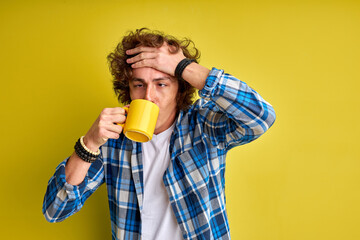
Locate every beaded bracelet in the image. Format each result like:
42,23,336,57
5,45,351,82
74,136,100,163
80,136,100,155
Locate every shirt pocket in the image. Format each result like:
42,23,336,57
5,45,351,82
177,143,210,189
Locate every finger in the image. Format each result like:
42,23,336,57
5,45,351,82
106,122,124,134
112,114,126,125
102,129,121,140
101,107,126,116
98,114,126,130
110,107,127,115
99,121,123,136
126,46,157,55
126,52,157,64
99,113,126,126
131,59,155,69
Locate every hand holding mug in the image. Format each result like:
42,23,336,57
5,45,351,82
83,99,159,152
83,107,127,151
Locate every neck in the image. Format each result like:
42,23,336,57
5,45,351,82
154,111,178,135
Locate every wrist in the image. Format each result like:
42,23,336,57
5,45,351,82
181,62,209,90
83,136,101,152
174,58,196,81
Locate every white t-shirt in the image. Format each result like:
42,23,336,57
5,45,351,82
141,123,183,240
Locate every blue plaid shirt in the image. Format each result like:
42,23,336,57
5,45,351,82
43,68,276,239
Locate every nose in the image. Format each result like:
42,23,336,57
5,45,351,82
144,84,156,102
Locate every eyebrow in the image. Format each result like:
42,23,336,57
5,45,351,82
131,77,174,83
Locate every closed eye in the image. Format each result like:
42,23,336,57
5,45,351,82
131,78,145,88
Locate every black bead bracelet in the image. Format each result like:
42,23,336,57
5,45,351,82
74,138,99,163
175,58,196,81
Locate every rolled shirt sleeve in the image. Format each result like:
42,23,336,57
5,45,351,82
198,67,276,150
42,156,104,222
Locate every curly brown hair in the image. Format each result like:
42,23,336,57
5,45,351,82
107,28,201,112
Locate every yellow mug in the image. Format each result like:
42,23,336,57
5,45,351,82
120,99,159,142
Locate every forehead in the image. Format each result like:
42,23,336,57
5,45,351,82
131,67,176,81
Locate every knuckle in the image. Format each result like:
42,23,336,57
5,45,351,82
98,121,105,129
99,129,105,136
118,125,123,132
99,115,107,122
114,107,123,114
101,108,109,114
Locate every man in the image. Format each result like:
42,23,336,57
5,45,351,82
43,28,276,240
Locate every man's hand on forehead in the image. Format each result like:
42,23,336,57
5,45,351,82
126,43,185,77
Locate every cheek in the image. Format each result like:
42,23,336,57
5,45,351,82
129,88,144,100
129,86,135,99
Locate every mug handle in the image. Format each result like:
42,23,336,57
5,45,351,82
117,106,129,127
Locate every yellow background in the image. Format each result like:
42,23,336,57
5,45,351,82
1,0,359,239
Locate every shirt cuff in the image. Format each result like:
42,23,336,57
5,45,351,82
198,67,224,100
54,158,87,201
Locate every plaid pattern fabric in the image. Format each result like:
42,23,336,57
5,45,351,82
43,68,276,239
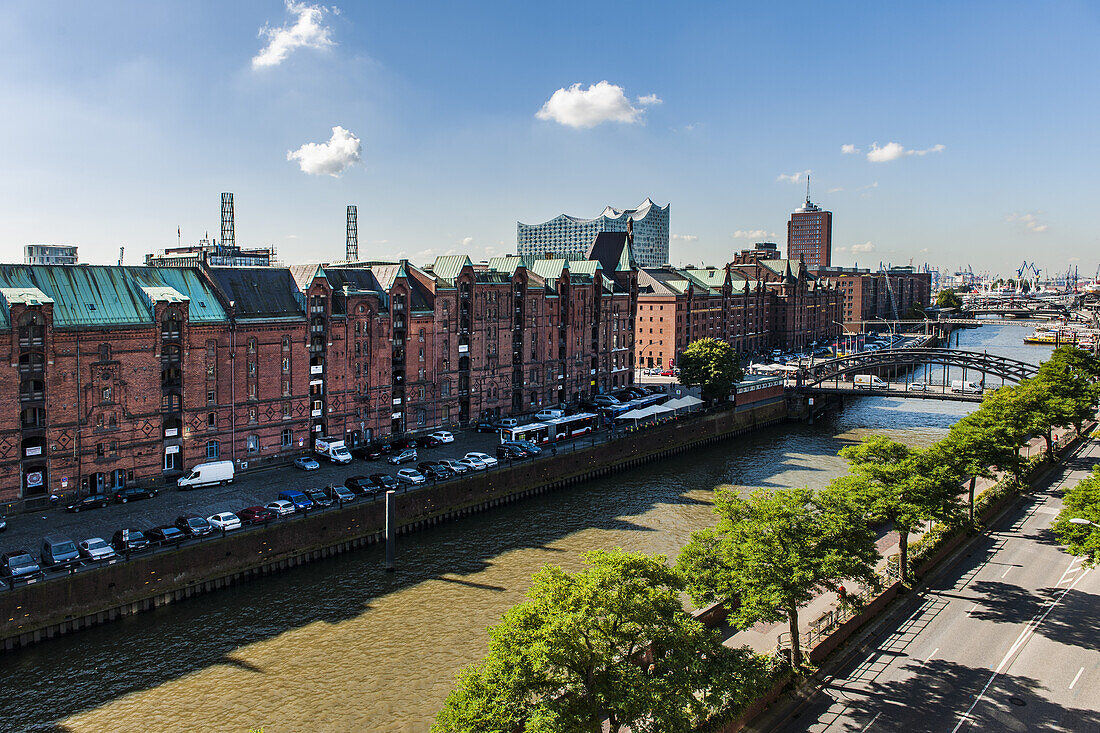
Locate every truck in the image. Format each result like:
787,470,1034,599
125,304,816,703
854,374,888,389
177,460,235,490
951,380,983,394
314,437,353,464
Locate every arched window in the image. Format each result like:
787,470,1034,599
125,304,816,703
19,311,44,345
282,335,290,351
162,343,181,363
161,392,182,411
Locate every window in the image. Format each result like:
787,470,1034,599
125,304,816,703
99,343,110,361
247,435,259,453
96,443,105,458
205,440,220,459
282,335,290,351
282,380,291,397
247,338,257,354
207,390,216,404
101,386,111,403
248,383,257,400
416,409,426,426
418,347,424,361
282,357,290,372
440,381,451,397
418,328,425,342
248,407,257,423
207,412,216,428
282,402,292,418
417,385,425,400
248,361,257,376
282,428,293,447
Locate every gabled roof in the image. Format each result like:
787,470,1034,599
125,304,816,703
587,231,635,273
530,258,569,283
206,267,305,321
431,255,473,283
289,263,326,292
487,255,523,275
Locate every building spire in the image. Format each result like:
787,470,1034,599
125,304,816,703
806,174,811,205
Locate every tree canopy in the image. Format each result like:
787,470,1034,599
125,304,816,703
1052,466,1100,567
676,485,879,666
935,289,963,309
433,549,764,733
677,338,743,404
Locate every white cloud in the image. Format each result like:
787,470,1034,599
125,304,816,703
535,81,658,128
287,125,361,176
866,141,945,163
841,144,859,154
671,233,698,241
1068,256,1080,262
828,187,845,193
732,229,775,239
777,169,810,183
1007,212,1048,233
460,236,474,247
252,1,335,69
851,241,875,253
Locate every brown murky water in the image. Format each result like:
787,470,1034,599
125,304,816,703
0,325,1047,732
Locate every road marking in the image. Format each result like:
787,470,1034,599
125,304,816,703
1001,566,1012,578
966,604,978,617
923,648,939,665
1056,556,1084,585
1070,667,1084,690
951,565,1090,732
860,711,881,731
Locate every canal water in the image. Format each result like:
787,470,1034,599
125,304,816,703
0,325,1051,733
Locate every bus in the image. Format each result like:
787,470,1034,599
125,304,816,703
499,422,551,444
544,412,599,440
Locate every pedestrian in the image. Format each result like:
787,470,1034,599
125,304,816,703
837,585,847,601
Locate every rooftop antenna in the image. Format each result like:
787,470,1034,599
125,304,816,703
806,174,811,205
118,246,124,266
346,205,358,261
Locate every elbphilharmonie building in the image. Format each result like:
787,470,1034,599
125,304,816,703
517,198,670,268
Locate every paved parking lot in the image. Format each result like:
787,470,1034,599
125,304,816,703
0,427,509,561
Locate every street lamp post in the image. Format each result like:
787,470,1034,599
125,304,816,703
1069,518,1099,527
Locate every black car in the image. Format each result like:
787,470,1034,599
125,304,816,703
113,486,157,504
368,473,399,491
357,443,392,460
505,439,544,456
474,420,497,433
306,488,334,507
392,438,418,450
418,462,453,480
416,435,442,449
111,529,151,553
175,514,213,537
497,444,528,460
147,526,186,546
324,484,357,503
66,493,111,513
345,475,379,496
1,550,42,581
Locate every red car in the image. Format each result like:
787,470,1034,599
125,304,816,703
659,369,676,377
236,506,277,525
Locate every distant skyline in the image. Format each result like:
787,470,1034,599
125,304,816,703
1,1,1097,279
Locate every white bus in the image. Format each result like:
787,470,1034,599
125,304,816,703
500,422,552,444
545,412,599,440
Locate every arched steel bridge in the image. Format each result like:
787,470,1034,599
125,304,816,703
794,348,1039,401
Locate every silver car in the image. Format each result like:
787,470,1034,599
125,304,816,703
79,537,118,562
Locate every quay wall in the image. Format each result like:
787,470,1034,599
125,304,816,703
0,400,787,650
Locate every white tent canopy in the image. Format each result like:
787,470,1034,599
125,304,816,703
665,395,703,409
618,404,674,421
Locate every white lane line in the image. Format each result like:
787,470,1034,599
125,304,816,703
924,648,939,665
951,566,1090,732
1001,566,1012,578
1070,667,1084,690
1057,556,1084,585
966,604,978,617
860,711,881,731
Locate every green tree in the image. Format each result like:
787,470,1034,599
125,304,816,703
939,406,1024,523
935,289,963,309
840,436,964,585
433,549,761,733
1052,466,1100,566
676,485,879,667
677,338,743,404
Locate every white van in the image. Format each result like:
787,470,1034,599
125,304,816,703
177,460,235,490
315,437,353,464
854,374,888,389
535,409,566,421
951,380,982,394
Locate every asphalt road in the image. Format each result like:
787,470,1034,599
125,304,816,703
0,427,510,559
777,437,1100,733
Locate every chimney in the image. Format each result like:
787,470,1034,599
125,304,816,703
346,205,358,261
220,193,235,251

+++

Your instructions :: Once you have checked every line of the material above, return the ones that hold the string "yellow".

Response for this exercise ::
Locate every yellow mug in the image. Format each result like:
Locate every yellow background in the image. Format each result like:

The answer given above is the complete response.